Task. Reproduce all of the records below character for character, leaving the pictures out.

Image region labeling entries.
>> Start
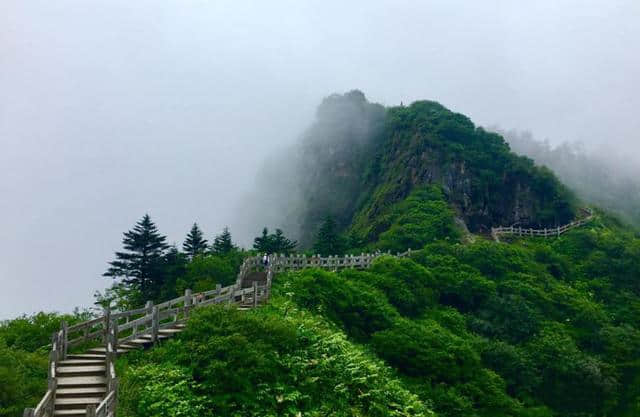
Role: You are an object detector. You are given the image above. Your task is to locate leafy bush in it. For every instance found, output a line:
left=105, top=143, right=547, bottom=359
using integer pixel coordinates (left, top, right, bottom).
left=371, top=320, right=480, bottom=383
left=286, top=269, right=398, bottom=340
left=119, top=298, right=433, bottom=417
left=0, top=337, right=48, bottom=417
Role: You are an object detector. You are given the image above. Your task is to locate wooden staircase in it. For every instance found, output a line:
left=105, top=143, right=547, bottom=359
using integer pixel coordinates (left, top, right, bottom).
left=53, top=323, right=185, bottom=417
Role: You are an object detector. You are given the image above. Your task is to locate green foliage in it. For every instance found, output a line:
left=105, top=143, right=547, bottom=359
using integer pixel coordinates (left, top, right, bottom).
left=118, top=298, right=433, bottom=417
left=371, top=320, right=480, bottom=383
left=351, top=186, right=460, bottom=252
left=0, top=336, right=48, bottom=417
left=275, top=218, right=640, bottom=417
left=103, top=214, right=169, bottom=301
left=0, top=311, right=91, bottom=352
left=176, top=255, right=237, bottom=293
left=119, top=364, right=210, bottom=417
left=287, top=269, right=398, bottom=339
left=211, top=227, right=238, bottom=255
left=182, top=223, right=207, bottom=258
left=0, top=311, right=91, bottom=417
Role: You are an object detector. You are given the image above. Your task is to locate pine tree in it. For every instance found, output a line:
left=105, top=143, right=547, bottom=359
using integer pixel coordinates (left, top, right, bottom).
left=253, top=227, right=273, bottom=253
left=103, top=214, right=169, bottom=300
left=313, top=216, right=347, bottom=256
left=182, top=223, right=207, bottom=259
left=271, top=229, right=298, bottom=255
left=211, top=227, right=237, bottom=255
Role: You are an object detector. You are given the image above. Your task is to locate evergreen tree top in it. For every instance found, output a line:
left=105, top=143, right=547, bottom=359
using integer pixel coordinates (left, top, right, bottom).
left=182, top=223, right=207, bottom=257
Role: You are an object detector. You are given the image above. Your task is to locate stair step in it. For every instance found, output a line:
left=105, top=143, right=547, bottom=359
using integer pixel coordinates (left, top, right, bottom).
left=127, top=338, right=151, bottom=347
left=53, top=408, right=87, bottom=417
left=57, top=375, right=107, bottom=388
left=56, top=386, right=107, bottom=398
left=118, top=342, right=140, bottom=350
left=158, top=328, right=183, bottom=334
left=56, top=364, right=107, bottom=376
left=58, top=359, right=104, bottom=366
left=140, top=334, right=169, bottom=341
left=55, top=397, right=102, bottom=410
left=67, top=353, right=106, bottom=361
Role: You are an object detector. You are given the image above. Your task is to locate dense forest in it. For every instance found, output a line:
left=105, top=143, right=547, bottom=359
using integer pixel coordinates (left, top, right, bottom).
left=0, top=92, right=640, bottom=417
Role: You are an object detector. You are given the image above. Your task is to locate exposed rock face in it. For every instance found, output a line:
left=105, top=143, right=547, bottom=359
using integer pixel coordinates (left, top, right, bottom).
left=249, top=91, right=574, bottom=247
>> End
Response for this exercise.
Role: You are an object detector. You are given the image above. Your task is to locate leafy bush in it. For every instance found, output a line:
left=105, top=143, right=547, bottom=359
using integer pixel coordinates (left, top, right, bottom).
left=371, top=320, right=480, bottom=383
left=286, top=269, right=398, bottom=340
left=119, top=298, right=433, bottom=417
left=0, top=337, right=48, bottom=417
Role: You are an object detector. You are given the image above. Your task is to locate wooden staircase in it. For every instance found, output a line:
left=105, top=143, right=547, bottom=359
using integer pixel coordinates (left, top, right, bottom).
left=53, top=323, right=185, bottom=417
Role: You are an object detector. You are given the image above. Your task is to locate green foliage in it. For every instance found, output a line:
left=105, top=143, right=547, bottom=359
using integer pixel coordinates (left, top, right, bottom).
left=118, top=298, right=433, bottom=417
left=371, top=320, right=480, bottom=383
left=351, top=186, right=460, bottom=252
left=0, top=336, right=48, bottom=417
left=275, top=218, right=640, bottom=417
left=103, top=214, right=169, bottom=301
left=0, top=311, right=91, bottom=352
left=176, top=255, right=237, bottom=293
left=119, top=364, right=210, bottom=417
left=287, top=269, right=398, bottom=339
left=211, top=227, right=238, bottom=255
left=182, top=223, right=207, bottom=258
left=0, top=311, right=91, bottom=417
Role: You are an object detector. You are given the image above. Your task is to locate pine tree in it. For every instance found, output a line:
left=105, top=143, right=547, bottom=359
using integer pixel coordinates (left, top, right, bottom).
left=253, top=227, right=273, bottom=253
left=103, top=214, right=169, bottom=300
left=313, top=216, right=347, bottom=256
left=182, top=223, right=207, bottom=259
left=271, top=229, right=298, bottom=255
left=211, top=227, right=237, bottom=255
Role: You are an object detector. You are given the image above. Your task is to locate evergreen tree top in it. For every instance found, output a line:
left=105, top=143, right=547, bottom=359
using integer pixel coordinates (left, top, right, bottom).
left=182, top=223, right=207, bottom=257
Role: You are an object detector. You are given the image above. Your task is to locate stair step in it. For every instance found, output a line:
left=105, top=143, right=547, bottom=359
using integer pixel coordinates (left, top, right, bottom).
left=127, top=338, right=151, bottom=347
left=53, top=408, right=87, bottom=417
left=57, top=375, right=107, bottom=388
left=56, top=386, right=107, bottom=398
left=118, top=342, right=140, bottom=350
left=158, top=328, right=183, bottom=334
left=56, top=364, right=107, bottom=376
left=58, top=359, right=104, bottom=366
left=140, top=334, right=169, bottom=341
left=55, top=397, right=102, bottom=410
left=67, top=353, right=106, bottom=361
Role: You are an object detector. You are given the image above. Your task is to locate dense forest in it. For every instance found, output a line:
left=105, top=143, right=547, bottom=359
using integer pixel coordinates (left, top, right, bottom).
left=0, top=92, right=640, bottom=417
Role: You are an object detector. You are given the image above. Your task is to locate exposed rock face in it. For every instance found, output a line:
left=105, top=143, right=547, bottom=359
using integer pixel coordinates (left, top, right, bottom).
left=249, top=91, right=574, bottom=247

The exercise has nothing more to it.